*Stated task*
Count the lines in the rows below that contain the word "above". Reply with the number alone.

Dataset records:
====================

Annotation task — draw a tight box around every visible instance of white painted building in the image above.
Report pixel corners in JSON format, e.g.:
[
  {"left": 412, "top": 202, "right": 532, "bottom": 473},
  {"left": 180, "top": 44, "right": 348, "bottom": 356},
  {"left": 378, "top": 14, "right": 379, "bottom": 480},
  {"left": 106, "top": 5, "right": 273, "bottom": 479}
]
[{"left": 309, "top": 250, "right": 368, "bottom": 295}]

====================

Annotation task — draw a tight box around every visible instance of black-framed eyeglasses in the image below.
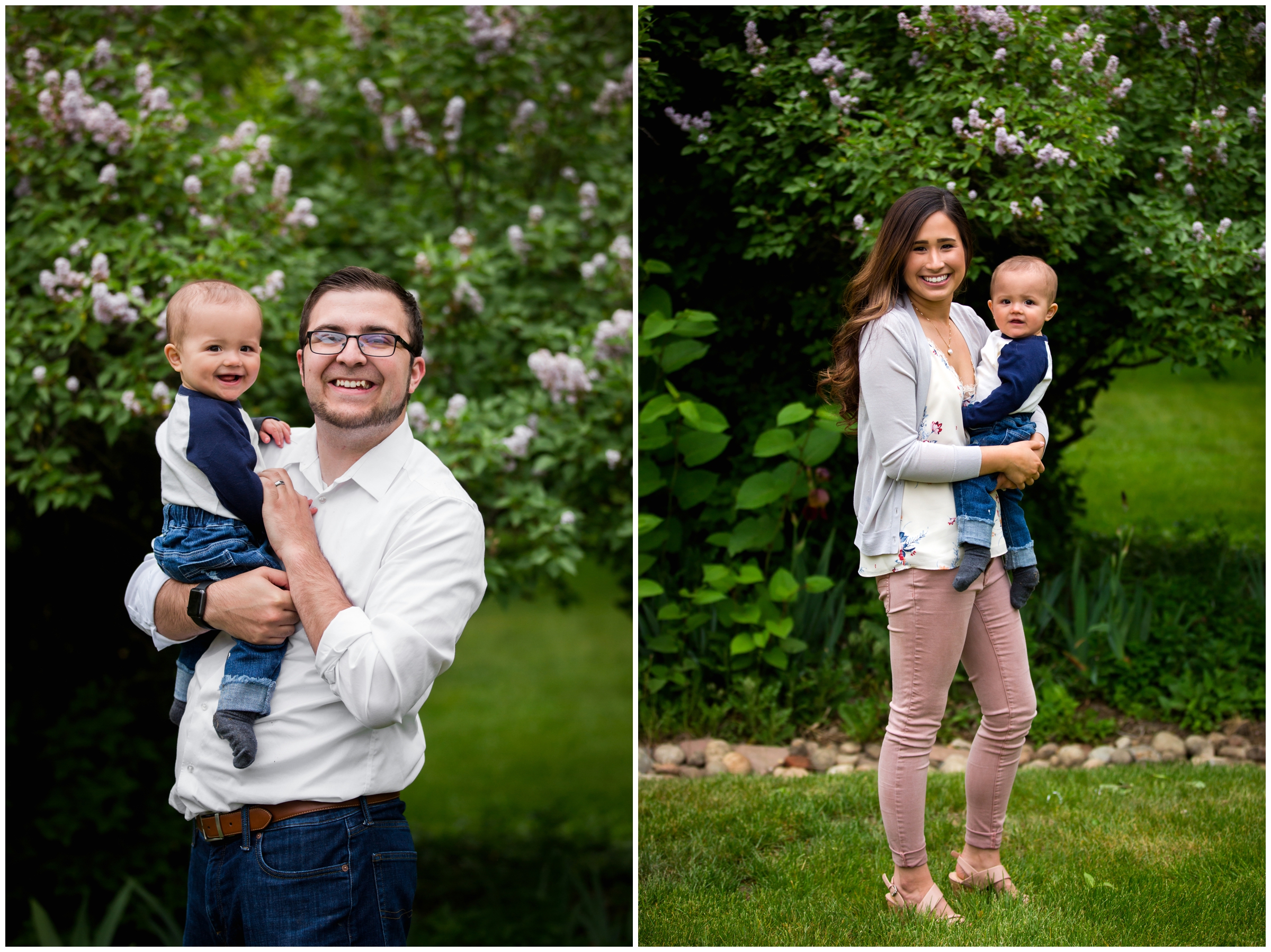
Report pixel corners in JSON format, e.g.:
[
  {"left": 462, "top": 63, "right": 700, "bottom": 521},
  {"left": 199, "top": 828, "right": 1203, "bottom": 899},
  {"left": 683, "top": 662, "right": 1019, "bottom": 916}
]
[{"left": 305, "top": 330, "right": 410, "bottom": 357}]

====================

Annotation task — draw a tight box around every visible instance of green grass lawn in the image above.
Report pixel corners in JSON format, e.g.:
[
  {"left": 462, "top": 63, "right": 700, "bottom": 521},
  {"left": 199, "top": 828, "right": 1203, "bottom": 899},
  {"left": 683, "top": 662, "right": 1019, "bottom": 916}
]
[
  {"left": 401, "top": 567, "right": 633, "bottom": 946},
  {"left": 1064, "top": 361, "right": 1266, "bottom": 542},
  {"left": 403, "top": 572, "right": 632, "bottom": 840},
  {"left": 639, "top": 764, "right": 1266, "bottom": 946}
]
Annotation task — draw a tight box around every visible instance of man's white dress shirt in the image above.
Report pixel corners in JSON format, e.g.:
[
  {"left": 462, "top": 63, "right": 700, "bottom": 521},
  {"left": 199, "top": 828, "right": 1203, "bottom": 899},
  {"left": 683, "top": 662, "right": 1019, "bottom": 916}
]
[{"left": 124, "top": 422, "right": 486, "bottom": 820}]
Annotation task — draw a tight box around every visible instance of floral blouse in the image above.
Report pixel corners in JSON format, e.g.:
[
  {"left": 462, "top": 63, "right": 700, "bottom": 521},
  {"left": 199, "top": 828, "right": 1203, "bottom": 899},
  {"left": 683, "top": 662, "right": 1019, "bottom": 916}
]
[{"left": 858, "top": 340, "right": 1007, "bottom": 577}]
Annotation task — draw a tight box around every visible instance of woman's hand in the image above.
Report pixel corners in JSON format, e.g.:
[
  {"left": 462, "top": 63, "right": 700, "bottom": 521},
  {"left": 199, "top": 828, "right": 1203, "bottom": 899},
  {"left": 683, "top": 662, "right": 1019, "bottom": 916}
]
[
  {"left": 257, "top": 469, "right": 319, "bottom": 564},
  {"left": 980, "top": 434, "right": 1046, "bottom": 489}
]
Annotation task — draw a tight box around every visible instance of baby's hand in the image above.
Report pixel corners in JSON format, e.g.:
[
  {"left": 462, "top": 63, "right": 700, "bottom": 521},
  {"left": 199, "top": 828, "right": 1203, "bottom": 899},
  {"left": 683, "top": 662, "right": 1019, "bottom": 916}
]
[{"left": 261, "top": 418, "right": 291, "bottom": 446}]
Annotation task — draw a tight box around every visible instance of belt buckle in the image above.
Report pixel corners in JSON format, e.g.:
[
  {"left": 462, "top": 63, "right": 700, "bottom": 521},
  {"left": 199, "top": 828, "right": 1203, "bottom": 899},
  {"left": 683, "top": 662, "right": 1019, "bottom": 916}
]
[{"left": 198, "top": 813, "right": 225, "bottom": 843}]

====================

*Response to this task*
7